── MATERIAL FOR THIS EXERCISE ──

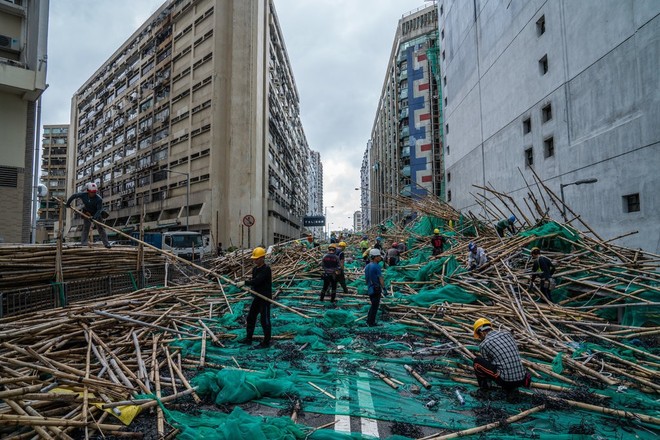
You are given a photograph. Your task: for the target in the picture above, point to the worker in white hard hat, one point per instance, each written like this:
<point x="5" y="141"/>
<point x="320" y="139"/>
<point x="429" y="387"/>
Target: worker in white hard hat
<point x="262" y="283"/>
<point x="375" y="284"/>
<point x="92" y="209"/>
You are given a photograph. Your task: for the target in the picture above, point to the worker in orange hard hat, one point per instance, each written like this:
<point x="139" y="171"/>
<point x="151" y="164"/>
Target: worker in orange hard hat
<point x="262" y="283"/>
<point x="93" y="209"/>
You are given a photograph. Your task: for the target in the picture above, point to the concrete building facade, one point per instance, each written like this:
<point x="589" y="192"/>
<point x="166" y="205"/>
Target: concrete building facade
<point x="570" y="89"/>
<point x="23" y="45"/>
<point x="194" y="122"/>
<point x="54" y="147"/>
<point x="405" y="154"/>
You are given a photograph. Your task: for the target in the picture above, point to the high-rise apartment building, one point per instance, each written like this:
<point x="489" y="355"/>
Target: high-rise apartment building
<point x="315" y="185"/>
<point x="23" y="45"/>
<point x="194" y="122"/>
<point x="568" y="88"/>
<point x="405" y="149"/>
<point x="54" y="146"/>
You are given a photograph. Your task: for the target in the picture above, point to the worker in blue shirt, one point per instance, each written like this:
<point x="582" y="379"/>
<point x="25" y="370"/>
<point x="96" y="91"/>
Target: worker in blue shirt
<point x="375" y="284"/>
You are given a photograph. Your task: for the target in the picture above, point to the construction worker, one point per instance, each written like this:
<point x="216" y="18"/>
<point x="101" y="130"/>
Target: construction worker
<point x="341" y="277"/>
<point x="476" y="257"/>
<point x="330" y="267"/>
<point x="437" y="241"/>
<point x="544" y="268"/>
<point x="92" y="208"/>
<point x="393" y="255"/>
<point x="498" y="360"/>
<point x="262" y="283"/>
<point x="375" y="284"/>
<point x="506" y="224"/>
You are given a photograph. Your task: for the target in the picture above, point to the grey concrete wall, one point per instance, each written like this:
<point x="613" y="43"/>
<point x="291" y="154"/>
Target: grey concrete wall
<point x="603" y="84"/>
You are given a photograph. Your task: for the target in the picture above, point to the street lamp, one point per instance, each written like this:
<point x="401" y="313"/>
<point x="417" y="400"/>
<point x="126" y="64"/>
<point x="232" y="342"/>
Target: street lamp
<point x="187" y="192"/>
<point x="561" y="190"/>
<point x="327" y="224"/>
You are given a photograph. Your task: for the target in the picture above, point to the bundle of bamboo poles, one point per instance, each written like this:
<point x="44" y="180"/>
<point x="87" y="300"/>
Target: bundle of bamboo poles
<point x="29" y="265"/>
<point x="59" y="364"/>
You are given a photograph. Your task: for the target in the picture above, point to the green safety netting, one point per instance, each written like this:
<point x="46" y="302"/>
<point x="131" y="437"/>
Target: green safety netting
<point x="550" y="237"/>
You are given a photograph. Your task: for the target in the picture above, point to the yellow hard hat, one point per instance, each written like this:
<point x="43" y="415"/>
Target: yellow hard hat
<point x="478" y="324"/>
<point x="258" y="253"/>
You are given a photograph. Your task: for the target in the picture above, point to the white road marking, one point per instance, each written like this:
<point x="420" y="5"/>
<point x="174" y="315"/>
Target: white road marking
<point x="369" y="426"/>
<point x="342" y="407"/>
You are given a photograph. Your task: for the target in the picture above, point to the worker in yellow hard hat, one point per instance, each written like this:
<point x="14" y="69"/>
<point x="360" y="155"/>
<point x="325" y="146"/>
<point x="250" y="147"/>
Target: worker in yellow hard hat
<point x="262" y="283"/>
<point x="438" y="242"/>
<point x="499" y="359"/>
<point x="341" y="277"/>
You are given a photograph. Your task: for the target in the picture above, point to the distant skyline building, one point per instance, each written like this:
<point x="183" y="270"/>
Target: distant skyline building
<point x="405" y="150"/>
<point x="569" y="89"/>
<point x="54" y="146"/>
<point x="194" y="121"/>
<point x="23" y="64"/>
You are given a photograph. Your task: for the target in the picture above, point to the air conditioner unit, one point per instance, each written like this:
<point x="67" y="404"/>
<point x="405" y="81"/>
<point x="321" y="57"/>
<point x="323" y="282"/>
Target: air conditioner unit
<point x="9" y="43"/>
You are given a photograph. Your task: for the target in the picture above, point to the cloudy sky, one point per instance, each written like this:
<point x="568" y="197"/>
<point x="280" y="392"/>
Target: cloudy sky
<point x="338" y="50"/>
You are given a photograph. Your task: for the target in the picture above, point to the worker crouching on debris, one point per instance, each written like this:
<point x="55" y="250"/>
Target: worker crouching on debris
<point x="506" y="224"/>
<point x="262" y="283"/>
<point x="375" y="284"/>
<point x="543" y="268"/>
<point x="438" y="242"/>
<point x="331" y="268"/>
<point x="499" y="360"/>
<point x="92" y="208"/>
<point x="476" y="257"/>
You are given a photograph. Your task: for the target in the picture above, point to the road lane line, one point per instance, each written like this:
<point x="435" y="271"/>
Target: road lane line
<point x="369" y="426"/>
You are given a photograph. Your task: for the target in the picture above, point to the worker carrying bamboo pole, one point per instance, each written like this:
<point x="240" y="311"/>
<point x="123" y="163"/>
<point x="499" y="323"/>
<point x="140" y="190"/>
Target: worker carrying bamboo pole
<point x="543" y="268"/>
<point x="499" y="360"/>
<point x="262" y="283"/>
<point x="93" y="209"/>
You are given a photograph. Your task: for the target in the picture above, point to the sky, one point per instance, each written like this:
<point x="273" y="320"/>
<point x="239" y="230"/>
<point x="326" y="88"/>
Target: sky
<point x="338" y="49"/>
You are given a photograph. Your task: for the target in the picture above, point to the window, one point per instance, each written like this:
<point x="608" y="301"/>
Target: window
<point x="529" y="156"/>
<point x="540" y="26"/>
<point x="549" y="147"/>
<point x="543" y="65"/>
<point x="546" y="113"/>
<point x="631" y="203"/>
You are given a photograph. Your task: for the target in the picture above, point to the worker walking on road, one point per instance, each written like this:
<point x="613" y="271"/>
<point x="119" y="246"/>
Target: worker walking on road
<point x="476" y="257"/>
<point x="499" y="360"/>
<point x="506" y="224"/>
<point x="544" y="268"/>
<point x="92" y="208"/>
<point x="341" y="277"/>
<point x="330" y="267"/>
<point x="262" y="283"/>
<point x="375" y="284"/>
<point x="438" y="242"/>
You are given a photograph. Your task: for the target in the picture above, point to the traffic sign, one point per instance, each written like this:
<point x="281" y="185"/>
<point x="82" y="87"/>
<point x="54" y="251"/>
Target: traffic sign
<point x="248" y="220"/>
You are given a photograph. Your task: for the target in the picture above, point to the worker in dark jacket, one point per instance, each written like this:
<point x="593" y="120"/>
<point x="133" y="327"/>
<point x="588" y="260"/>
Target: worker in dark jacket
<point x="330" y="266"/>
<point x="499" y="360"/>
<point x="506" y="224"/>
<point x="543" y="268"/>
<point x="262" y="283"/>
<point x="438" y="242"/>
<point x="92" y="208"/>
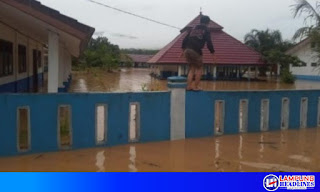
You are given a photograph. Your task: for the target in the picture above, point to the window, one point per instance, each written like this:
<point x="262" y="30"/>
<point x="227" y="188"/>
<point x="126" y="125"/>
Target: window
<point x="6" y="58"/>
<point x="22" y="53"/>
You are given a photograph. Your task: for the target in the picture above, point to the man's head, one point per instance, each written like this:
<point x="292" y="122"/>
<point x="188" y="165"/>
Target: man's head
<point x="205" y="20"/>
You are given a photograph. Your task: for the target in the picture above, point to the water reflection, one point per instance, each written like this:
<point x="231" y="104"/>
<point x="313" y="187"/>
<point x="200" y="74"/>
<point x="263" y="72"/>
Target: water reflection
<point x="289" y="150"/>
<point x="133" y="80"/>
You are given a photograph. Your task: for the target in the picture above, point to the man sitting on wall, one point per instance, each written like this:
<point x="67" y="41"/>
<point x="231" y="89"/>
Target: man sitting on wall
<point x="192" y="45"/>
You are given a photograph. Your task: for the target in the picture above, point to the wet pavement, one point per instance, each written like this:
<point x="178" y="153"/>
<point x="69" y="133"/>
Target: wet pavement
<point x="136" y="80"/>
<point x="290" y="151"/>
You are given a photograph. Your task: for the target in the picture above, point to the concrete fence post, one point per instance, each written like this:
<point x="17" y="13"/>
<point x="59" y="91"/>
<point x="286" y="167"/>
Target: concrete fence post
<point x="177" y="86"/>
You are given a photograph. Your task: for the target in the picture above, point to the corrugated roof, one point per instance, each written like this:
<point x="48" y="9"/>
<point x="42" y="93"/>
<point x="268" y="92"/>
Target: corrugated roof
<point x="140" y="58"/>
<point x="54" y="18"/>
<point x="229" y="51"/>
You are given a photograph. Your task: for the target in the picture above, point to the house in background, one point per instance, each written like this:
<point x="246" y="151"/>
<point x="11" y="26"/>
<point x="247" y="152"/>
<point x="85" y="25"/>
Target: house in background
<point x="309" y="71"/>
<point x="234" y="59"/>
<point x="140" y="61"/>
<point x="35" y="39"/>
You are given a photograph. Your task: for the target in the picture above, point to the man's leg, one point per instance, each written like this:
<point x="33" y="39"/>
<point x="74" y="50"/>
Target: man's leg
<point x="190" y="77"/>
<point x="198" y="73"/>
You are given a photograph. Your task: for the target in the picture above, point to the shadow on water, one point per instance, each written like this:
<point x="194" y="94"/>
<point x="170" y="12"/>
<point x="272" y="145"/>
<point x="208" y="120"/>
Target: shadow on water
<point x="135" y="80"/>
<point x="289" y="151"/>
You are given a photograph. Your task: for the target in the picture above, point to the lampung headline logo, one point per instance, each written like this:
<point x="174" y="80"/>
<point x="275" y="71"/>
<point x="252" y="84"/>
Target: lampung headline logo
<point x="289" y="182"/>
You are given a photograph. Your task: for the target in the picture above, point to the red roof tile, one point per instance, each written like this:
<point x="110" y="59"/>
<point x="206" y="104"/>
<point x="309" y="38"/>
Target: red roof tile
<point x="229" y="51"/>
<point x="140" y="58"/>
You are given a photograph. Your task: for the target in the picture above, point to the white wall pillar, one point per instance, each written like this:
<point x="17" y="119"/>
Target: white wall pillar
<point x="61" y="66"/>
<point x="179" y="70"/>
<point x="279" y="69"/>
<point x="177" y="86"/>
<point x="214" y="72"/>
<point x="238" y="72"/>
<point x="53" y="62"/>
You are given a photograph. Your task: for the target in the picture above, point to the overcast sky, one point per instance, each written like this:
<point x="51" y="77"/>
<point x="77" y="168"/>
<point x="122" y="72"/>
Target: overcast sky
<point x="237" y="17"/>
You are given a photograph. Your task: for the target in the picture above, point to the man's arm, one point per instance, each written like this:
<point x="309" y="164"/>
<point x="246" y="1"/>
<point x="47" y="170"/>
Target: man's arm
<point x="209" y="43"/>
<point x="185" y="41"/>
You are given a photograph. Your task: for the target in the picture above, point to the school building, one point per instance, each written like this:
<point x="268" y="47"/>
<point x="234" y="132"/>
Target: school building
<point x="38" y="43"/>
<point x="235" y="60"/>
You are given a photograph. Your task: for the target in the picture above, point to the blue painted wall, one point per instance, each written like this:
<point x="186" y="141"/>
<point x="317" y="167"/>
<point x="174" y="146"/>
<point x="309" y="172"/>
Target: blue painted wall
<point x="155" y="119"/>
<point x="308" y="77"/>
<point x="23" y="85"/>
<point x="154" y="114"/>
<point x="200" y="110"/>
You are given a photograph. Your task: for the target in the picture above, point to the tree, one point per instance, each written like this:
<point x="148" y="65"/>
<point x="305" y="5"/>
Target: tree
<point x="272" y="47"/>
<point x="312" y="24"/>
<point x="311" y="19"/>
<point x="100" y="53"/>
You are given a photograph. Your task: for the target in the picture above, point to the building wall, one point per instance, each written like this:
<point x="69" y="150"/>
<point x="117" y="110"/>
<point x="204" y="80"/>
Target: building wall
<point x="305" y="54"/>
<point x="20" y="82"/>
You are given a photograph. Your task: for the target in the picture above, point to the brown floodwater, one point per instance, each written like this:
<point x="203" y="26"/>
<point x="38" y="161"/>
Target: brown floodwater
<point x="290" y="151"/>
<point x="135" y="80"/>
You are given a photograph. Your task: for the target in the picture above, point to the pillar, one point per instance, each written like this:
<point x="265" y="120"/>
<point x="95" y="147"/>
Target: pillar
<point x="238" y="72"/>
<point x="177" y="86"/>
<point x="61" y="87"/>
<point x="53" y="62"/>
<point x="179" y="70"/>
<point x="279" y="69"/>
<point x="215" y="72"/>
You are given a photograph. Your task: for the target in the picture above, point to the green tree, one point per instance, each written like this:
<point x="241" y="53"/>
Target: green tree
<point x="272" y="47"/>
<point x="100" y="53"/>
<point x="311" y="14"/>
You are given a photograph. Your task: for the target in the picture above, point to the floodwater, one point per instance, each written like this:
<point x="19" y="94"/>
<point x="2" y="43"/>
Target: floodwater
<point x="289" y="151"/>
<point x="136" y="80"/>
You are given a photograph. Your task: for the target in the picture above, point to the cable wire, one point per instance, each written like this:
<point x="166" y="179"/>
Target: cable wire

───

→ **EXERCISE AIM**
Your answer should consist only of the lines from the one with "to the brown" through the end of the data above, reproduced exactly.

→ **PROBLEM SOLUTION**
You are given a photograph. Your task: for the target in the picture above, point to the brown floodwater, one point per instance, each written like this:
<point x="203" y="26"/>
<point x="38" y="161"/>
Target: brown floodwater
<point x="290" y="151"/>
<point x="135" y="80"/>
You are given a photograph. Your task: for the target in the picture above, point to the pillar, one point per instance, each written like this:
<point x="265" y="120"/>
<point x="95" y="147"/>
Target: pillar
<point x="238" y="72"/>
<point x="177" y="86"/>
<point x="61" y="87"/>
<point x="53" y="62"/>
<point x="179" y="70"/>
<point x="279" y="69"/>
<point x="215" y="72"/>
You are given a photograph. Your task: for the target in the picture above, point to the green tree, one point per instance, each written like this:
<point x="241" y="53"/>
Target: green tree
<point x="272" y="47"/>
<point x="100" y="53"/>
<point x="311" y="14"/>
You are given a photograph. Your task: for the target in the picture above, point to the floodwater, one point per instance, each written like this:
<point x="19" y="94"/>
<point x="2" y="43"/>
Target: floodwater
<point x="289" y="151"/>
<point x="136" y="80"/>
You are given a photograph. Your task: for the target in the picture above, point to the cable wire, one point per instance, each written like this:
<point x="166" y="179"/>
Target: cable wire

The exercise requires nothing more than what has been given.